Segmentation dataset excerpts
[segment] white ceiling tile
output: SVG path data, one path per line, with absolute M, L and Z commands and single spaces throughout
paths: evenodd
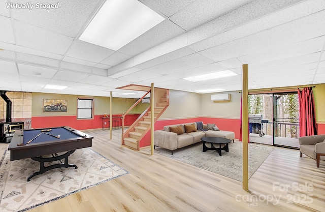
M 0 73 L 2 75 L 3 73 L 10 74 L 18 74 L 16 63 L 8 61 L 0 60 Z
M 170 17 L 195 1 L 143 0 L 143 2 L 149 7 L 153 7 L 166 16 Z
M 73 39 L 21 21 L 15 21 L 17 44 L 32 49 L 64 54 Z
M 76 73 L 68 71 L 59 71 L 53 77 L 54 79 L 72 82 L 79 82 L 85 78 L 89 75 Z
M 214 63 L 202 66 L 195 67 L 192 69 L 186 69 L 183 71 L 174 72 L 169 74 L 168 76 L 178 78 L 183 78 L 184 77 L 192 77 L 202 74 L 210 74 L 226 70 L 228 70 L 226 68 L 220 65 L 220 64 L 218 64 L 216 63 Z
M 49 69 L 26 64 L 18 64 L 18 66 L 19 74 L 33 77 L 51 78 L 57 72 L 57 69 Z
M 62 58 L 62 55 L 60 54 L 2 42 L 0 42 L 0 48 L 8 51 L 6 52 L 10 51 L 12 52 L 20 52 L 55 59 L 60 59 L 61 58 Z
M 35 77 L 32 76 L 24 76 L 20 80 L 22 86 L 23 84 L 25 86 L 29 85 L 29 86 L 32 86 L 34 84 L 35 86 L 37 84 L 38 86 L 42 86 L 42 88 L 43 88 L 50 80 L 51 80 L 50 78 L 44 77 L 44 76 Z
M 2 7 L 1 7 L 2 8 Z M 0 41 L 15 43 L 15 36 L 14 36 L 10 18 L 0 15 L 0 23 L 1 23 Z
M 227 30 L 226 32 L 221 31 L 220 33 L 222 33 L 191 45 L 190 48 L 197 51 L 202 51 L 265 29 L 270 29 L 320 11 L 324 9 L 325 2 L 322 0 L 302 1 L 291 7 L 284 8 L 267 16 L 264 16 L 252 21 Z M 222 19 L 222 21 L 224 20 Z
M 97 64 L 94 67 L 102 69 L 108 69 L 111 68 L 112 66 L 102 64 Z
M 78 2 L 69 0 L 47 1 L 48 4 L 59 3 L 58 8 L 45 10 L 12 9 L 13 17 L 25 23 L 73 38 L 76 37 L 102 0 L 80 0 Z M 39 3 L 37 0 L 28 3 Z M 45 2 L 42 2 L 46 3 Z
M 74 70 L 76 72 L 91 73 L 91 67 L 87 66 L 62 61 L 60 64 L 60 69 Z
M 118 78 L 118 79 L 122 81 L 138 82 L 142 80 L 158 77 L 162 76 L 161 74 L 155 72 L 152 72 L 147 70 L 141 70 Z
M 171 17 L 170 19 L 186 31 L 233 10 L 250 0 L 198 0 Z
M 7 17 L 10 17 L 10 10 L 7 8 L 6 4 L 11 1 L 9 0 L 0 0 L 0 4 L 2 5 L 0 7 L 0 15 L 4 15 Z
M 109 77 L 90 75 L 79 81 L 79 82 L 85 84 L 100 85 L 113 80 L 114 79 Z
M 175 77 L 170 77 L 169 76 L 166 76 L 166 75 L 162 75 L 162 76 L 158 76 L 157 77 L 151 78 L 148 79 L 144 79 L 143 81 L 141 81 L 141 82 L 142 83 L 143 82 L 148 82 L 149 83 L 154 83 L 155 84 L 157 84 L 161 82 L 175 80 L 176 79 L 177 79 L 177 78 Z
M 213 61 L 201 54 L 195 53 L 153 66 L 148 70 L 167 75 L 213 63 Z
M 44 56 L 17 52 L 17 60 L 29 64 L 42 65 L 46 67 L 58 68 L 59 60 Z
M 165 20 L 146 33 L 118 50 L 120 52 L 135 55 L 185 32 L 169 20 Z
M 123 53 L 116 51 L 106 57 L 103 60 L 101 61 L 101 63 L 108 65 L 109 66 L 113 66 L 121 63 L 125 61 L 132 57 L 132 56 L 123 54 Z
M 71 57 L 99 63 L 113 53 L 114 51 L 112 50 L 76 40 L 66 55 Z
M 91 68 L 91 74 L 106 77 L 107 76 L 107 70 L 99 68 Z
M 135 67 L 140 69 L 146 69 L 152 66 L 160 64 L 168 61 L 172 60 L 178 58 L 182 57 L 191 54 L 196 53 L 194 50 L 189 48 L 182 48 L 174 51 L 169 54 L 165 54 L 160 56 L 155 57 L 147 62 L 136 66 Z
M 1 48 L 1 44 L 0 48 Z M 0 58 L 4 58 L 13 61 L 14 60 L 15 58 L 16 53 L 15 53 L 15 52 L 8 51 L 5 49 L 0 50 Z
M 303 55 L 319 52 L 321 50 L 324 39 L 325 36 L 323 36 L 290 44 L 269 50 L 240 56 L 238 59 L 246 64 L 263 64 L 293 57 L 299 57 L 301 59 L 303 57 L 302 56 Z M 318 58 L 317 59 L 318 60 Z M 290 64 L 291 63 L 292 61 L 290 61 Z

To do
Reproduce every line of the records above verbatim, leaving out the pictures.

Answer to the task
[segment] white ceiling tile
output: SVG path data, one path per line, with absolute M, L and Z commands and single spaces throughout
paths: evenodd
M 0 73 L 2 75 L 3 73 L 10 74 L 18 74 L 16 63 L 8 61 L 0 60 Z
M 170 17 L 195 1 L 143 0 L 143 2 L 149 7 L 153 7 L 166 16 Z
M 73 39 L 21 21 L 15 21 L 17 44 L 32 49 L 64 54 Z
M 76 73 L 68 71 L 59 71 L 53 77 L 54 79 L 72 82 L 79 82 L 85 78 L 89 75 Z
M 214 63 L 202 66 L 195 67 L 192 69 L 186 69 L 183 71 L 174 72 L 169 74 L 168 76 L 178 78 L 183 78 L 184 77 L 192 77 L 202 74 L 210 74 L 226 70 L 228 70 L 226 68 L 220 65 L 220 64 L 218 64 L 216 63 Z
M 49 69 L 26 64 L 18 64 L 18 66 L 19 74 L 33 77 L 51 78 L 57 72 L 57 69 Z
M 62 58 L 62 55 L 60 54 L 2 42 L 0 42 L 0 48 L 8 51 L 6 52 L 10 51 L 12 52 L 20 52 L 55 59 L 60 59 L 61 58 Z
M 35 77 L 32 76 L 24 76 L 20 80 L 22 86 L 23 84 L 25 86 L 29 85 L 29 86 L 32 86 L 34 84 L 35 86 L 37 84 L 38 86 L 42 86 L 42 88 L 43 88 L 50 80 L 51 80 L 50 78 L 44 77 L 44 76 Z
M 2 7 L 1 7 L 2 8 Z M 0 41 L 15 43 L 15 36 L 14 36 L 10 18 L 0 15 L 0 23 L 1 23 Z
M 227 30 L 226 32 L 221 31 L 220 33 L 222 33 L 191 45 L 190 48 L 197 51 L 202 51 L 265 29 L 270 29 L 320 11 L 324 9 L 325 2 L 322 0 L 302 1 L 291 7 L 284 8 L 267 16 L 264 16 L 252 21 Z M 222 19 L 222 21 L 224 20 Z
M 97 64 L 94 67 L 102 69 L 108 69 L 111 68 L 112 66 L 102 64 Z
M 78 2 L 69 0 L 47 1 L 48 4 L 59 3 L 58 8 L 45 10 L 12 9 L 13 17 L 25 23 L 73 38 L 76 37 L 102 0 L 80 0 Z M 39 3 L 37 0 L 28 3 Z M 45 2 L 42 2 L 46 3 Z
M 74 70 L 76 72 L 91 73 L 91 67 L 87 66 L 62 61 L 60 64 L 60 69 Z
M 118 78 L 118 79 L 122 81 L 138 82 L 142 80 L 158 77 L 162 76 L 161 74 L 155 72 L 152 72 L 147 70 L 141 70 Z
M 171 17 L 170 19 L 186 31 L 233 10 L 250 0 L 198 0 Z
M 7 17 L 10 17 L 10 10 L 7 8 L 6 4 L 11 1 L 9 0 L 0 0 L 0 4 L 2 5 L 0 7 L 0 15 L 4 15 Z
M 109 77 L 90 75 L 79 81 L 79 82 L 85 84 L 100 85 L 113 80 L 114 79 Z
M 175 77 L 170 77 L 169 76 L 166 76 L 166 75 L 162 75 L 162 76 L 158 76 L 157 77 L 151 78 L 148 79 L 144 79 L 143 81 L 141 81 L 141 82 L 142 83 L 143 82 L 148 82 L 149 83 L 154 83 L 155 84 L 157 84 L 161 82 L 175 80 L 176 79 L 177 79 L 177 78 Z
M 213 61 L 201 54 L 195 53 L 153 66 L 148 70 L 167 75 L 213 63 Z
M 44 56 L 17 52 L 17 60 L 29 64 L 42 65 L 46 67 L 58 68 L 59 60 Z
M 165 20 L 146 33 L 118 50 L 120 52 L 135 55 L 185 32 L 169 20 Z
M 123 53 L 116 51 L 106 57 L 103 60 L 101 61 L 101 63 L 108 65 L 109 66 L 113 66 L 121 63 L 125 61 L 132 57 L 132 56 L 123 54 Z
M 71 57 L 99 63 L 113 53 L 114 51 L 112 50 L 76 40 L 66 55 Z
M 91 68 L 91 74 L 106 77 L 107 76 L 107 70 L 99 68 Z
M 135 67 L 140 69 L 146 69 L 152 66 L 160 64 L 168 61 L 172 60 L 178 58 L 182 57 L 191 54 L 196 53 L 194 50 L 189 48 L 182 48 L 174 51 L 169 54 L 165 54 L 160 56 L 155 57 L 147 62 L 136 66 Z
M 1 48 L 1 44 L 0 48 Z M 0 58 L 4 58 L 13 61 L 14 60 L 15 58 L 16 53 L 15 53 L 15 52 L 8 51 L 5 49 L 0 50 Z
M 303 55 L 319 52 L 321 50 L 324 39 L 325 36 L 323 36 L 290 44 L 269 50 L 240 56 L 238 59 L 246 64 L 263 64 L 293 57 L 299 57 L 301 59 L 303 57 L 302 56 Z M 318 58 L 317 59 L 318 60 Z M 290 64 L 291 63 L 292 61 L 290 61 Z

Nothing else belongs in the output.